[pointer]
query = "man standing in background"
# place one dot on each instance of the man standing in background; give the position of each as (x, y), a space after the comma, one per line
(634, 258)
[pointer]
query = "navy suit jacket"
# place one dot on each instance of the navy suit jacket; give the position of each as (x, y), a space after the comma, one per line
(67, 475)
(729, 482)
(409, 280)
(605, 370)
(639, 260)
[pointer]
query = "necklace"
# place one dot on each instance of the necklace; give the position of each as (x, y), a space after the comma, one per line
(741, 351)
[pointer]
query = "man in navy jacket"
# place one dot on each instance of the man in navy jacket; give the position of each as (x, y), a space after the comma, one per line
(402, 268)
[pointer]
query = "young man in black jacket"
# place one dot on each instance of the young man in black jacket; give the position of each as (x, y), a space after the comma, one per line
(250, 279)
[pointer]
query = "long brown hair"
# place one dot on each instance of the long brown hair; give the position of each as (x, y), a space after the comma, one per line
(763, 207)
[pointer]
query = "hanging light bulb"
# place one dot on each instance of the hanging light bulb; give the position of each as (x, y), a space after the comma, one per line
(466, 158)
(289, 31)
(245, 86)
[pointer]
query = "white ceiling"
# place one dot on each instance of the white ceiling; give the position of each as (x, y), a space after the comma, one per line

++++++++++

• **THE TASK**
A single number, please: the count of lines above that contain the string "ceiling".

• **REPLY**
2